> _Problem requirements_
Pull out each of the lines below that contains the string "outline", matching case exactly, and copy them in order.

> _Entries_
____________
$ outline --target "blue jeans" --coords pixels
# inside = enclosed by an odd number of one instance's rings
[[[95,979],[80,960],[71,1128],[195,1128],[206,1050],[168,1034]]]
____________
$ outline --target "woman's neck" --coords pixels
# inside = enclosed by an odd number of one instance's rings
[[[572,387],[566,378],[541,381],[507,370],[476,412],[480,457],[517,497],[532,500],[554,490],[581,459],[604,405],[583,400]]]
____________
> _Task response_
$ outline --target "blue jeans" --coords pixels
$ outline --target "woman's neck" --coords pixels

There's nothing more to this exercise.